(Records excerpted from a collection)

____________________

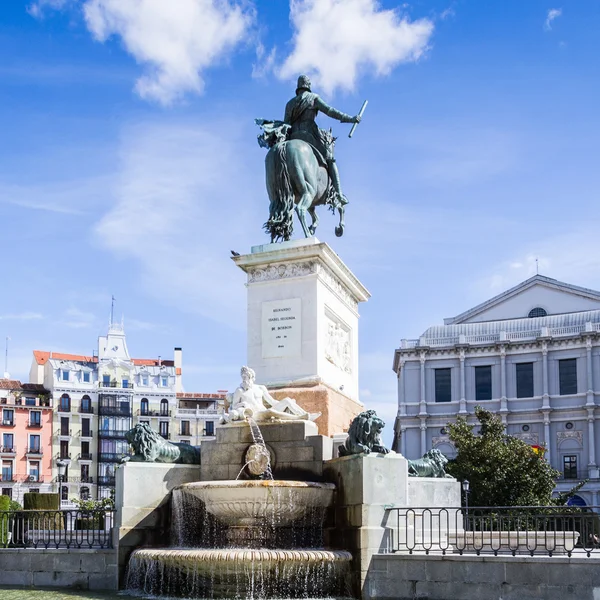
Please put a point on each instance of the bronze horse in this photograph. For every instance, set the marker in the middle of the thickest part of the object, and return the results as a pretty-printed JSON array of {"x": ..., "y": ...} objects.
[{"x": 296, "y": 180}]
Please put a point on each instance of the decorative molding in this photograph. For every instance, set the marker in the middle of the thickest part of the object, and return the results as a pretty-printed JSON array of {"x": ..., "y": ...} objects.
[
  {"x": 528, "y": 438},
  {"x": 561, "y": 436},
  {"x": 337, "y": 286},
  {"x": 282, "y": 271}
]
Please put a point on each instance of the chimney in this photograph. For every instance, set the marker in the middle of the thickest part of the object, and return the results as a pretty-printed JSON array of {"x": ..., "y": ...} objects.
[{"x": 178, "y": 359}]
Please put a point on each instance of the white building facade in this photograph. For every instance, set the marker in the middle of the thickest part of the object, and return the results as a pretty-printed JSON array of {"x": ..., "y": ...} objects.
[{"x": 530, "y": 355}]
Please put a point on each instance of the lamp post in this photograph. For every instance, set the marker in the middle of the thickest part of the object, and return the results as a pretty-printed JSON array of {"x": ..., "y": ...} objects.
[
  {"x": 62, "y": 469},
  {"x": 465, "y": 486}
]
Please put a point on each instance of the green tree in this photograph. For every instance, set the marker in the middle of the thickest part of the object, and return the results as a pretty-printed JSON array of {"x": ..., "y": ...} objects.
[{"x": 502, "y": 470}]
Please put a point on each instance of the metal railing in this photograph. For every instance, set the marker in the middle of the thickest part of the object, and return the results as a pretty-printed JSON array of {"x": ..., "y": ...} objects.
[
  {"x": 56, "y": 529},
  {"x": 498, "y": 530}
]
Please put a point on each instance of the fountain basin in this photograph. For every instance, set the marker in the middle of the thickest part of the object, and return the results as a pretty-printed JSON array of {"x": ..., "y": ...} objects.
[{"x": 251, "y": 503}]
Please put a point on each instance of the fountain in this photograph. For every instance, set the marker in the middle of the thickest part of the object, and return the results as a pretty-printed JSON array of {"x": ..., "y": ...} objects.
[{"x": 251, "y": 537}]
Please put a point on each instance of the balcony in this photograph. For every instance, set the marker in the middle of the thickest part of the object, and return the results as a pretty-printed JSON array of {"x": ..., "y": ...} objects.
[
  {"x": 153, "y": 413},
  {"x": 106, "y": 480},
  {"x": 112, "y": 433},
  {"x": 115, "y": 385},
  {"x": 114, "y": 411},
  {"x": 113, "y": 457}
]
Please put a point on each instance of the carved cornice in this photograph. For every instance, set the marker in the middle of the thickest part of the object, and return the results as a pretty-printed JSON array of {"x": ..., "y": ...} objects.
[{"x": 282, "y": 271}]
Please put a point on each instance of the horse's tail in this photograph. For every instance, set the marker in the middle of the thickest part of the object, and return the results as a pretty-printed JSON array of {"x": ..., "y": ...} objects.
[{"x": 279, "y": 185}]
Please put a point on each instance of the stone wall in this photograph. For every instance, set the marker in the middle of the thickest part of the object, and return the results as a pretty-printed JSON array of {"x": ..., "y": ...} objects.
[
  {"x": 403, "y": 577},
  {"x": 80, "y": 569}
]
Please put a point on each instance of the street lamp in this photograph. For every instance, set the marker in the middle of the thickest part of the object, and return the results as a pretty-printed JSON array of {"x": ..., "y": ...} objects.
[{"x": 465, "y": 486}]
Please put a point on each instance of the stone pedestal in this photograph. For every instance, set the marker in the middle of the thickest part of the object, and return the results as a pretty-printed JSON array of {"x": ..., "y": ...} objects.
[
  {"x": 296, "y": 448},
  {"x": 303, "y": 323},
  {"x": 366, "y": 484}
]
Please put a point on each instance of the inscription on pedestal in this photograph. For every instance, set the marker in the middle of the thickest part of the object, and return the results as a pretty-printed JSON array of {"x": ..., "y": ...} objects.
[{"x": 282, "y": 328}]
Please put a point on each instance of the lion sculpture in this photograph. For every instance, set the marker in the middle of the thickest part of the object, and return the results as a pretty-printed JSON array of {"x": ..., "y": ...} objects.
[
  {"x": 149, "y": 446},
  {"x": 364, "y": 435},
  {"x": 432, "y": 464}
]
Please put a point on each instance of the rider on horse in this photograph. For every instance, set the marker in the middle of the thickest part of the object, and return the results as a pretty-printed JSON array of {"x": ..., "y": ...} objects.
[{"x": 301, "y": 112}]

____________________

* Directive
Duplicate every one of the records above line for line, omitting the pictures from your answer.

* Task answer
Please put a point on each instance of the bronze horse in this photograph. For every instance, set the marker in the middle of the thickest part of the object, and return the results as a pretty-printed JSON array of {"x": ..., "y": ...} objects.
[{"x": 296, "y": 180}]
Please put a point on each instance of the decorative molding in this photograph. For every instance, set the marker in the middle of the thickest part of the object, and return the results as a pretty-printed JSON array of {"x": ..., "y": ...} objects.
[
  {"x": 528, "y": 438},
  {"x": 561, "y": 436},
  {"x": 337, "y": 286},
  {"x": 282, "y": 271}
]
Please put a point on each instance of the chimney in this photograph. For every instance, set the marker in the middle of the thickest part of the object, and return the results as a pretty-printed JSON array of {"x": ..., "y": ...} objects.
[{"x": 178, "y": 359}]
Please put a point on each instance of the white building facade in this photograph. For every instance, set the marker in the middle of the thickest part of the object, and return the results as a pretty-printed JSON array of {"x": ..., "y": ...} objects.
[{"x": 530, "y": 355}]
Please put a point on each instance of the lamp post in this photograph. For every instance, set the marker in the middle of the thickest part of the object, and return the results as a pretty-printed JSON array of {"x": ..., "y": ...} objects.
[
  {"x": 62, "y": 469},
  {"x": 465, "y": 486}
]
Please put a point on each instance of the green tree in this photograph. For every instance, set the marker in the middle of the thickest part of the object, and return the results as a pretty-printed JSON array of {"x": ..., "y": ...} objects.
[{"x": 502, "y": 470}]
Please put a point on each instance of the metal railing in this photograph. For every instance, set the marker in the middle of the thickest part of the object, and return the results as a pretty-printed JSON array of {"x": ..., "y": ...} objects.
[
  {"x": 56, "y": 529},
  {"x": 498, "y": 530}
]
Please put a point on each instance of the fountain basin in this photograph. For every instance, set the marker in the middle of the thickest part of the object, and return the results as a pretty-printed JSON array of {"x": ..., "y": ...} objects.
[{"x": 251, "y": 503}]
Please put a point on each instance of the fountain in this photograph. For every instance, set the marker in the middle of the thickest part of the object, and return the results as a pretty-printed JSON array of {"x": ..., "y": ...} objects.
[{"x": 251, "y": 537}]
Please put a point on each instance of the balcony in this photograph. For every instance, set the marker in the middle of the thickest part of the object, and return the results as a pretty-printed JSON array of {"x": ..., "y": ...} objects.
[
  {"x": 153, "y": 413},
  {"x": 106, "y": 480},
  {"x": 112, "y": 433},
  {"x": 115, "y": 385},
  {"x": 114, "y": 411},
  {"x": 113, "y": 457}
]
Please put a point on each instance of the carved cornice in this photograph. For every instance, set the marker in the middle of the thickest part of the object, and return the results as a pretty-printed JSON array of {"x": ..., "y": ...} objects.
[{"x": 282, "y": 271}]
Please put a point on each instance of the horse's tail in this photograph. For every instance, set the marker in the middle of the thickest part of the object, and return the results as a pretty-printed JSON array of {"x": ..., "y": ...} objects.
[{"x": 279, "y": 185}]
Please put a point on each instance of the stone wall in this photograph. For every instance, set the marker in the middle of the thickest part of the object, and return the results as a pretty-printed JSON array of {"x": ..., "y": ...} objects.
[
  {"x": 403, "y": 577},
  {"x": 80, "y": 569}
]
Please put a point on each instance of the street lamp in this photograph. For every instance, set the marker in the middle of the thickest part of the object, and return the results as a pretty-printed JSON array of {"x": ..., "y": ...} objects.
[{"x": 465, "y": 486}]
Please put a point on each instance of the stone pedestal in this photograph. For every instance, set the marker in the middle of the thickest part of the object, and return the results as a pretty-printed JSON array of {"x": ..., "y": ...} objects.
[
  {"x": 296, "y": 448},
  {"x": 303, "y": 323},
  {"x": 366, "y": 484}
]
Please put a point on each instance of the inscription on pedestal in this photograph. For every instance, set the marker in the middle of the thickest part of the object, and return the results as a pretty-printed JSON array of {"x": ..., "y": ...} objects.
[{"x": 282, "y": 328}]
Please put a point on each instance of the lion sculpture in this photograph. For every instance, set the marker in the middle of the thickest part of the object, and return the results as a pretty-printed JSON array of {"x": ..., "y": ...} objects.
[
  {"x": 149, "y": 446},
  {"x": 364, "y": 435},
  {"x": 432, "y": 464}
]
Please put a point on each instance of the rider on horse in this photograph. For every instance, set the marker in the middle of the thickest part of the object, and return the results as a pretty-printed JSON array of {"x": ..., "y": ...} objects.
[{"x": 301, "y": 112}]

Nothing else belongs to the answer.